# INPUT DATA:
····················

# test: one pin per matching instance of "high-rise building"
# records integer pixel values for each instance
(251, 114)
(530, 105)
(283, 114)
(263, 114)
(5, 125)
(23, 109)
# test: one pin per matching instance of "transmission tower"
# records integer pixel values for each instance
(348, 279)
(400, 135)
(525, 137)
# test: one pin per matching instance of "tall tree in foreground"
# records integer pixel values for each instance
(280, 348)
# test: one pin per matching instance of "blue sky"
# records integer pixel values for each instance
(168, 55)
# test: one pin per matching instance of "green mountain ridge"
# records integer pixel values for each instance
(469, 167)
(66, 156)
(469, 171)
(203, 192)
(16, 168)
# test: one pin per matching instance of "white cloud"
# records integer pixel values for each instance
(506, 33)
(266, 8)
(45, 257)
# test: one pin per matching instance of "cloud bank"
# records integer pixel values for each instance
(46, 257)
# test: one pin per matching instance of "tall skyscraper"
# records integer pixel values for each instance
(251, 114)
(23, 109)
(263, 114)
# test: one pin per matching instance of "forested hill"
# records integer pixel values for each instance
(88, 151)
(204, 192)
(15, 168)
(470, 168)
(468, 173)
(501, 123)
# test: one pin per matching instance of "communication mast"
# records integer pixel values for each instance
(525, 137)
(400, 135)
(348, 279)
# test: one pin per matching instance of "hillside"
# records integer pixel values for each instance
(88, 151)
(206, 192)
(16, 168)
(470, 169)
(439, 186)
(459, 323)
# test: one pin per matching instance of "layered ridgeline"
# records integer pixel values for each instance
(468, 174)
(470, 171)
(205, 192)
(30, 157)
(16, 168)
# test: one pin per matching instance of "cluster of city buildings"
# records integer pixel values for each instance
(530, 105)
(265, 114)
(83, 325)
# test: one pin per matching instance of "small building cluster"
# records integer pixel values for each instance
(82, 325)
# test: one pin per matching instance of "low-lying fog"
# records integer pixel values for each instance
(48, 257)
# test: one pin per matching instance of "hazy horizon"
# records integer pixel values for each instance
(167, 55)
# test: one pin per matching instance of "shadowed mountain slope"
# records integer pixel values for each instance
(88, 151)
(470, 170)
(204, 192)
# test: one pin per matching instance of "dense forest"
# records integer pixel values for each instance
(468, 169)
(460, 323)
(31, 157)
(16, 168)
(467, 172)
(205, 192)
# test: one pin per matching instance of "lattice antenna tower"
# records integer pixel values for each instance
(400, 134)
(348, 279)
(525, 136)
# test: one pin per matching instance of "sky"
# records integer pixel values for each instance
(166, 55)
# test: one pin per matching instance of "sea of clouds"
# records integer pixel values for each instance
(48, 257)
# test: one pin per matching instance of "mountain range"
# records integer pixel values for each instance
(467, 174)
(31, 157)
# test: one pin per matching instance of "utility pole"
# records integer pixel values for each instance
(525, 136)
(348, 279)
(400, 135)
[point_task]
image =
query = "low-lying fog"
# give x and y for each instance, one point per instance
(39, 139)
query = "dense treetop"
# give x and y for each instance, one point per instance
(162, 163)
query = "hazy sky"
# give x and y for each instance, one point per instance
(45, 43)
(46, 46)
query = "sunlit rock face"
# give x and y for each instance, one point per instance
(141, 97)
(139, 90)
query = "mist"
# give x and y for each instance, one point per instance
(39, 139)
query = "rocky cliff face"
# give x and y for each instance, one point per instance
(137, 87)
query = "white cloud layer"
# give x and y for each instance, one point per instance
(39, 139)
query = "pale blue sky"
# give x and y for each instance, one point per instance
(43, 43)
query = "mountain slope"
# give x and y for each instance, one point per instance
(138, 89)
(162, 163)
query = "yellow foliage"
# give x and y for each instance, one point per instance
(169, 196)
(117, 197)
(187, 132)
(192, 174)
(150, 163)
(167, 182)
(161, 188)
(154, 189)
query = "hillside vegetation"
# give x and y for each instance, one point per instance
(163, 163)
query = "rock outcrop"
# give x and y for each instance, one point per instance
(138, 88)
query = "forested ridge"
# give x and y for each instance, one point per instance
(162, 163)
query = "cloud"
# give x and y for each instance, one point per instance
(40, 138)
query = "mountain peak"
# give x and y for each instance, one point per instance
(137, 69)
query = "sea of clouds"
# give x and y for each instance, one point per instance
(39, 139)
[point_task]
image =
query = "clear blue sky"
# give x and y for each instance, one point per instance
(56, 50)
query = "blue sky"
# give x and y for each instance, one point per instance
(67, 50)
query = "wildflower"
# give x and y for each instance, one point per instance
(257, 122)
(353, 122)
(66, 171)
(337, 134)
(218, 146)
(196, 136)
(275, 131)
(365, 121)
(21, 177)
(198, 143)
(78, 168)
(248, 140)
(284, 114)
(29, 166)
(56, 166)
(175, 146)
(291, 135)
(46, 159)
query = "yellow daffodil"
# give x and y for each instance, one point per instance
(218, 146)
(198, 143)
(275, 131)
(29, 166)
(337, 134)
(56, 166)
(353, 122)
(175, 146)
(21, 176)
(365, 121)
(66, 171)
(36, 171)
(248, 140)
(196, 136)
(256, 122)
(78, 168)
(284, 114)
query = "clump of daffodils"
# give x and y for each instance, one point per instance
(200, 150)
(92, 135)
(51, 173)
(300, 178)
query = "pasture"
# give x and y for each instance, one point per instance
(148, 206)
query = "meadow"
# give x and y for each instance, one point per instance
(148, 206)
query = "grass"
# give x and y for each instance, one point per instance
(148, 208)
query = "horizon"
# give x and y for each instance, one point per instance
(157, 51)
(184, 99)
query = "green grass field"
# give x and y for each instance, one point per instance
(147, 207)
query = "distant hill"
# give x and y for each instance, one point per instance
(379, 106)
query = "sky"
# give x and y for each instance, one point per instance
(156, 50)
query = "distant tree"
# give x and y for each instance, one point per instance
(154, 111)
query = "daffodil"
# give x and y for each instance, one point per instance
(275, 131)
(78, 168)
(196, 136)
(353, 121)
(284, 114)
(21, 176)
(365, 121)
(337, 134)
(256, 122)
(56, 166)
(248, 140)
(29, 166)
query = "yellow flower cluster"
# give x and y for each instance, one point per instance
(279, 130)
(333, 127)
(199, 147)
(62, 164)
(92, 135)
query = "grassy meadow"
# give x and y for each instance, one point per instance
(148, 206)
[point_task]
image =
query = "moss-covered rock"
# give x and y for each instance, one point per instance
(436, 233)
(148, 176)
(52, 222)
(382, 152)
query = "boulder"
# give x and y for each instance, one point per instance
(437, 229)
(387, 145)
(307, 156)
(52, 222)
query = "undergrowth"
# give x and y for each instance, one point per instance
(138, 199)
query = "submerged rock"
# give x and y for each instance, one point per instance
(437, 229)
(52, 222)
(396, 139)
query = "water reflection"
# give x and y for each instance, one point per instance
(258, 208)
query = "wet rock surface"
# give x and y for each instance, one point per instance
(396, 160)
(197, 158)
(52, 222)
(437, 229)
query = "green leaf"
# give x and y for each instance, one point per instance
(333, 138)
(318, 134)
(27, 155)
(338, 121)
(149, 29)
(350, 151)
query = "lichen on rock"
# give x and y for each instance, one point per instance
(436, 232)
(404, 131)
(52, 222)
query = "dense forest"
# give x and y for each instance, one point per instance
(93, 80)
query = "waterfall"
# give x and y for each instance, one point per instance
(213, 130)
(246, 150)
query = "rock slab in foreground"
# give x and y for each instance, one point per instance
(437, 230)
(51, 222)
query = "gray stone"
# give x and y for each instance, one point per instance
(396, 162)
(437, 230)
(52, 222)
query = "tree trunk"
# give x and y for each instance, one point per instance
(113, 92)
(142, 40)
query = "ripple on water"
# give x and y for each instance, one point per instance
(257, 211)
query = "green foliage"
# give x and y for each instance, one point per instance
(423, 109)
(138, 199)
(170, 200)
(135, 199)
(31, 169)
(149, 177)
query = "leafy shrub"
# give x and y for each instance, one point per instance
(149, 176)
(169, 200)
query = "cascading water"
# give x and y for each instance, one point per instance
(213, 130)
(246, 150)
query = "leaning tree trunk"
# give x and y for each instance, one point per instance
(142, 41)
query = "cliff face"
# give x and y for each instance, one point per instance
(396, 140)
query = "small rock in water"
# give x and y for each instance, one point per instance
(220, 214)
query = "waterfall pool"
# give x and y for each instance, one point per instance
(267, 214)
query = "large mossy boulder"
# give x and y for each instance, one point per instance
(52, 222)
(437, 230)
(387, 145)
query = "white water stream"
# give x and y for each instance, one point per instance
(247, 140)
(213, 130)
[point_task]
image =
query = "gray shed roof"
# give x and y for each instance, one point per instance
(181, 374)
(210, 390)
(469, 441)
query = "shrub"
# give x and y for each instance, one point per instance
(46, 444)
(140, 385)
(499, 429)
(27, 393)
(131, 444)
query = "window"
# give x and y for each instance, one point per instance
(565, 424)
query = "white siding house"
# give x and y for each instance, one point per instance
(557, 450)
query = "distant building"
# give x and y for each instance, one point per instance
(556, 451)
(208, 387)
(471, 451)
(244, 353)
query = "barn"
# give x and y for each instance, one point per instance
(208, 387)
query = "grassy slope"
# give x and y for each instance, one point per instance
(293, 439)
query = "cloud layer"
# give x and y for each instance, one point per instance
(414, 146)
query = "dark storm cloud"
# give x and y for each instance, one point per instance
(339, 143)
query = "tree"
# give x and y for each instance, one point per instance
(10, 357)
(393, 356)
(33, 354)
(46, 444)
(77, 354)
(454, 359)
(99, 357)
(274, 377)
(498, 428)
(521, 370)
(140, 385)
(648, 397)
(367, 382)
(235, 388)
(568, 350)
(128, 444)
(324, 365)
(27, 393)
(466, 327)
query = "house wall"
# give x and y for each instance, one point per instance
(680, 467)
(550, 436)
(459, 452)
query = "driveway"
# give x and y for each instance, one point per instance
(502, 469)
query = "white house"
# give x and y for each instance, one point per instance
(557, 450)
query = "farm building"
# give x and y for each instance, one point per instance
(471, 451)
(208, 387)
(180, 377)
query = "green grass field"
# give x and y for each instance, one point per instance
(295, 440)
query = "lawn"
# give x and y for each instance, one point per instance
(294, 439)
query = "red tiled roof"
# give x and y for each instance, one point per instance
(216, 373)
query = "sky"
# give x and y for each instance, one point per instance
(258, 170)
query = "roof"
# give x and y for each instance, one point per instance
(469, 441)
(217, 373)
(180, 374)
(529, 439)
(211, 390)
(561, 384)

····················

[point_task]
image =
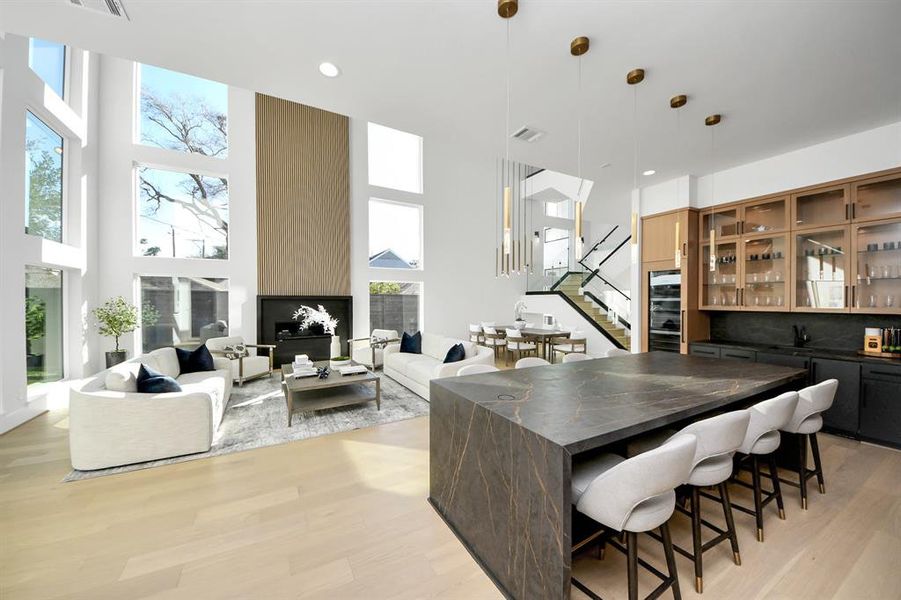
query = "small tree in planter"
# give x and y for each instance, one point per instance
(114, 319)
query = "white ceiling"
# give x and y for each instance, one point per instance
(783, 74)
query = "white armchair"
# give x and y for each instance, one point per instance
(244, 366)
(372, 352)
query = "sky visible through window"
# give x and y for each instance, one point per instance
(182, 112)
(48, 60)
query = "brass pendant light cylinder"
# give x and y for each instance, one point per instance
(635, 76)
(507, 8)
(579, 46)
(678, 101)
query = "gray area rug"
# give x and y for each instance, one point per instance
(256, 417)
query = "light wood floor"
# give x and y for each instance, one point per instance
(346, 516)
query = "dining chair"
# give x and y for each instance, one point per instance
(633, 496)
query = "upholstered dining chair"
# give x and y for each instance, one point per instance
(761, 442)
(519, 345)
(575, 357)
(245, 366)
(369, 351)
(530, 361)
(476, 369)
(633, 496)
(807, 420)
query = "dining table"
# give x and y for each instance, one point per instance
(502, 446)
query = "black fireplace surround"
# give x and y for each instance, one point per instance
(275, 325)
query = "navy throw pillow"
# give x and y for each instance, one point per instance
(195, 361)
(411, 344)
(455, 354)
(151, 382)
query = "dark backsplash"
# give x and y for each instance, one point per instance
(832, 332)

····················

# GOAL:
Collect every line in the entries above that contains the word "dining".

# THE SOLUTION:
query = "dining chair"
query = "upholstered dining chair"
query = "dining table"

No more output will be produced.